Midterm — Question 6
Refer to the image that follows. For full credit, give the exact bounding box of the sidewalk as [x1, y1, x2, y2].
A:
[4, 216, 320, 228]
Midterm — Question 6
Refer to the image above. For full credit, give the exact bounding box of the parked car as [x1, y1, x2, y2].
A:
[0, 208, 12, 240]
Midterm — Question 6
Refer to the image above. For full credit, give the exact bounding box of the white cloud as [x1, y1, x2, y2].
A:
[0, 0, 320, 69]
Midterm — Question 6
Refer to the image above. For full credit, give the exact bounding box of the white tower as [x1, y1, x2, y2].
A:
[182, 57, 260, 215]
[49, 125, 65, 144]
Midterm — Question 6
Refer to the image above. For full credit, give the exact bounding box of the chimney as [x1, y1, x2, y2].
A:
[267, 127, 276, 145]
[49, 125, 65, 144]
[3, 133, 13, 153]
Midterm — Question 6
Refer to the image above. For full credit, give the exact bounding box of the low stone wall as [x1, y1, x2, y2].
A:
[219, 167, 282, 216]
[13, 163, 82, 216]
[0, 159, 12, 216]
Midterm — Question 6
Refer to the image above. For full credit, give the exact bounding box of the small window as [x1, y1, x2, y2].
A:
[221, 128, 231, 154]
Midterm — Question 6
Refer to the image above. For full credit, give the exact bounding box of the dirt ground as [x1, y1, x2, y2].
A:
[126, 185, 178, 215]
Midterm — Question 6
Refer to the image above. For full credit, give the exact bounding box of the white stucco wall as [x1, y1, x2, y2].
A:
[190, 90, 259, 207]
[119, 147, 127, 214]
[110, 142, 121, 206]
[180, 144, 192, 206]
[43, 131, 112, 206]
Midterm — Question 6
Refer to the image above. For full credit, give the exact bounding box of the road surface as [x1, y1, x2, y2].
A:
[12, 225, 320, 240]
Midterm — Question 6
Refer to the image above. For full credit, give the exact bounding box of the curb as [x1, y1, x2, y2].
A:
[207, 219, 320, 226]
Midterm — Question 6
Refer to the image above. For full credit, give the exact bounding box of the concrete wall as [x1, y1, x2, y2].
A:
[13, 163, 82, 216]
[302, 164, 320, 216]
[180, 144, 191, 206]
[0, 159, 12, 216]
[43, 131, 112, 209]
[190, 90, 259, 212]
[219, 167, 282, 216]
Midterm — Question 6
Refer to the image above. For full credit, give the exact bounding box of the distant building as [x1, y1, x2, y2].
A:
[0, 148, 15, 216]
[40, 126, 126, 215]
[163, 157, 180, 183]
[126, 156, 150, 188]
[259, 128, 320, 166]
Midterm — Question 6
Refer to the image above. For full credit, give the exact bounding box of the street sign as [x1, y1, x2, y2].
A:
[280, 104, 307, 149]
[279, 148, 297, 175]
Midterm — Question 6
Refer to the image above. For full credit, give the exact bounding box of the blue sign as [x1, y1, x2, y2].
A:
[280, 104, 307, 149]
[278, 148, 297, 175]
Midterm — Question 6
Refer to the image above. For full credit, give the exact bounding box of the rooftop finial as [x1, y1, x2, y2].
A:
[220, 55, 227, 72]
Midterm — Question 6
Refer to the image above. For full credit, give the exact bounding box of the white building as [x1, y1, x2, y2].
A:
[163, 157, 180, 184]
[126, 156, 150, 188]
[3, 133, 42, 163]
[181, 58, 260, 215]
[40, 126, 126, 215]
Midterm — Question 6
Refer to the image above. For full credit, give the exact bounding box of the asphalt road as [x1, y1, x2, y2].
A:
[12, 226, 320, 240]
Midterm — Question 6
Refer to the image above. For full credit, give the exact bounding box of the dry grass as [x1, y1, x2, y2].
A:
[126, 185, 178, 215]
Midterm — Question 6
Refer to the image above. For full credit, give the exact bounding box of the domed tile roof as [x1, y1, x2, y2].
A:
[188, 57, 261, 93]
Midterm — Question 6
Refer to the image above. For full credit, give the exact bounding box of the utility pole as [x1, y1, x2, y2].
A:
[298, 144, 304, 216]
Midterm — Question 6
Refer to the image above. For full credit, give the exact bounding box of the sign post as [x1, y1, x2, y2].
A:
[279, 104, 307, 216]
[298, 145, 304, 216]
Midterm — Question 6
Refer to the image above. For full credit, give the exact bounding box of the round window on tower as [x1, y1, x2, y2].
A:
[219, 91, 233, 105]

• **GIVEN INSTRUCTION**
Update the entries from the start through the line containing "[221, 128, 231, 154]" by replacing "white tower" with "bell tower". Leave everything else in those lines unchanged.

• **THE OUTPUT**
Midterm — Question 6
Refer to the image that follows. For full credit, give the exact bounding box of the sidewalk as [x1, y1, x2, y2].
A:
[4, 216, 320, 228]
Midterm — Question 6
Refer to the image above. For full credit, give the exact bounding box of the parked car as [x1, y1, x2, y2].
A:
[0, 208, 12, 240]
Midterm — Question 6
Refer to the image above. For full credit, give the exact bounding box of the white cloud as [x1, y1, x2, y2].
A:
[0, 0, 320, 69]
Midterm — Question 6
Refer to the image above. For full credit, give the exact bounding box of the bell tower as [x1, y1, x2, y2].
A:
[182, 57, 260, 215]
[49, 125, 65, 144]
Midterm — Question 6
Refer to the image above. For full credit, give the exact bounding box of the chimney as [x1, y1, x2, y2].
A:
[267, 127, 276, 145]
[49, 125, 65, 144]
[3, 133, 13, 153]
Midterm — Question 6
Refer to the image above. For full credit, give the exact bounding box of the low stone wall as [x1, y1, x2, y2].
A:
[219, 167, 282, 216]
[13, 163, 82, 216]
[0, 159, 12, 216]
Midterm — Question 6
Refer to the image above. For full credit, give the exact bounding box of the small window as [x1, y1, x2, y2].
A:
[221, 128, 231, 154]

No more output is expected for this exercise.